**What is expected:** Your response should consist of the entries below, written out exactly.

### Information shown ###

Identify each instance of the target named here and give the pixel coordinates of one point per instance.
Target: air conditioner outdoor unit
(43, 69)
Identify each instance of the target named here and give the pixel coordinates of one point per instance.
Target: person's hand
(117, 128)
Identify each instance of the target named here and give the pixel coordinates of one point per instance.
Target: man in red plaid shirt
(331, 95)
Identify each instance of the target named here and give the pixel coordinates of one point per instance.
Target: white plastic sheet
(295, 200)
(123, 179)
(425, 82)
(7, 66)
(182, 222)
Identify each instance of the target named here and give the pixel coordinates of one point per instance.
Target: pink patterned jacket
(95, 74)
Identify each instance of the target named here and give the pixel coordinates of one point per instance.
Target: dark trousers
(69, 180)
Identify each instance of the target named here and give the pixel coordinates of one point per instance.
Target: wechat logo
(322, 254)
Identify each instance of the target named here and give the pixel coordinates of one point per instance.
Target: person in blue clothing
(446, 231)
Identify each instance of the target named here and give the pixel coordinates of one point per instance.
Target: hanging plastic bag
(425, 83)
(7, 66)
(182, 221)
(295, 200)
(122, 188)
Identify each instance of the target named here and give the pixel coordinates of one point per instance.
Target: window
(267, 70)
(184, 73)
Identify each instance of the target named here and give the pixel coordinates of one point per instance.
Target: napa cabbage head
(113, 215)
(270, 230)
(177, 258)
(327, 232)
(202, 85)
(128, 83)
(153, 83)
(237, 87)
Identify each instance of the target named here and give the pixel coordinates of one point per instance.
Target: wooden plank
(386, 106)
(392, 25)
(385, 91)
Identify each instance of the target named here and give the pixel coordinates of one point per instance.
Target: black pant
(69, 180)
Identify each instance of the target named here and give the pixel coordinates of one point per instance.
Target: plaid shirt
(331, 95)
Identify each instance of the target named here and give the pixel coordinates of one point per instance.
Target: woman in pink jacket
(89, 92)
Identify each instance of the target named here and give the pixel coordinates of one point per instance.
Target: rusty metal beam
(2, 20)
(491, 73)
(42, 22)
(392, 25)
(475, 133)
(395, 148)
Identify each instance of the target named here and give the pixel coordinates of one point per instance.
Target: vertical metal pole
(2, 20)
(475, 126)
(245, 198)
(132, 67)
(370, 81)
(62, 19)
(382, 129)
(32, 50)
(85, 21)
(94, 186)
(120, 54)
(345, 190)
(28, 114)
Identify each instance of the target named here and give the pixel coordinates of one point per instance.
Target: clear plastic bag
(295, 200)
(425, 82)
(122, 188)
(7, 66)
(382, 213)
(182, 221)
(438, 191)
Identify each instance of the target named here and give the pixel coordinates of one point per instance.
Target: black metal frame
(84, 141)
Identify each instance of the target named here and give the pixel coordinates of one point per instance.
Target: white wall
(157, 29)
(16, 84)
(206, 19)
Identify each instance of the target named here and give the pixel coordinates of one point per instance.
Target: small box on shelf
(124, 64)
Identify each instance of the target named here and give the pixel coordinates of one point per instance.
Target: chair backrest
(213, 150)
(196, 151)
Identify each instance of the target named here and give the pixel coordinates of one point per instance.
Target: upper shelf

###

**Solved exercise:**
Identify each instance of the target named here and give the pixel coordinates of one point per instance.
Target: air conditioner outdoor unit
(43, 69)
Identify each instance of the target named here and give the pixel coordinates of one point per instance.
Target: person's hand
(117, 128)
Identify each instance of the target named here and give the pixel coordinates of one point per instance.
Target: man in red plaid shirt
(331, 95)
Identify each instance of the target named here and give the pixel coordinates of one point per instance.
Target: white plastic sheet
(295, 200)
(123, 179)
(425, 82)
(7, 66)
(182, 222)
Identify each instance of the target named here and give the pixel coordinates of one point per instance.
Target: pink patterned jacket
(95, 74)
Identify each instance of the target named here and give the pixel coordinates of one point per instance.
Target: dark trousers
(69, 180)
Identify each instance of the target named here and give the pixel coordinates of one point per instance.
Target: wechat logo
(322, 254)
Identify each instance of the target named here and give the pixel coordinates of one point per instance.
Target: person in blue clothing
(446, 231)
Identify each instance of the target named here and give the pixel coordinates of one point per instance.
Target: hanging plastic bag
(425, 83)
(7, 66)
(182, 221)
(295, 200)
(122, 188)
Identify each instance of the target named here and give the pixel coordinates of one point per instance.
Target: window
(267, 70)
(184, 73)
Identify each instance of the target named here and give the pixel coordinates of one point per instance.
Target: napa cabbage head
(113, 215)
(270, 230)
(177, 258)
(327, 232)
(202, 85)
(128, 83)
(153, 83)
(237, 87)
Identify each instance of the target named here and give the pixel coordinates of one point per instance.
Target: wooden plank
(386, 106)
(392, 25)
(385, 91)
Identify each instance of the target named here and give the pixel coordinates of one point per instance.
Target: black pant
(69, 180)
Identify each instance of the target named here and give the pixel coordinates of one point per instance.
Target: plaid shirt
(331, 95)
Identify each instance of the target named here and give the pixel coordinates of one point per instance.
Target: woman in pink jacket
(89, 92)
Identify each instance of the target named here and give the pixel coordinates of one point per instance.
Target: rusty metal beam
(2, 20)
(491, 73)
(42, 22)
(392, 25)
(475, 133)
(395, 148)
Identify each instance of the target named here and give the pixel coordinates of one point per instance.
Target: vertical metal pole
(2, 20)
(475, 126)
(245, 198)
(132, 67)
(370, 81)
(62, 19)
(382, 129)
(32, 50)
(85, 21)
(94, 186)
(120, 54)
(345, 190)
(28, 114)
Identify each instance of the target named here and give the pixel coordinates of one point per instance.
Target: clear plastic bag
(295, 200)
(425, 82)
(122, 188)
(7, 66)
(382, 213)
(182, 221)
(438, 191)
Identify each instance of the target named here and give the pixel coordinates of one point per instance.
Target: black metal frame
(84, 141)
Identify each instance of the target named here and give the pixel coordinates of one point per instance.
Target: white wall
(157, 29)
(16, 84)
(206, 19)
Identify each instance of the target named here and give the pixel coordinates of one point per instance.
Target: small box on shelf
(124, 64)
Identify each instance of the target named here and give the pixel coordinates of one point per instance.
Target: chair backrest
(213, 150)
(196, 151)
Identify each instance of the target named here and give the pixel coordinates of one point per instance.
Target: upper shelf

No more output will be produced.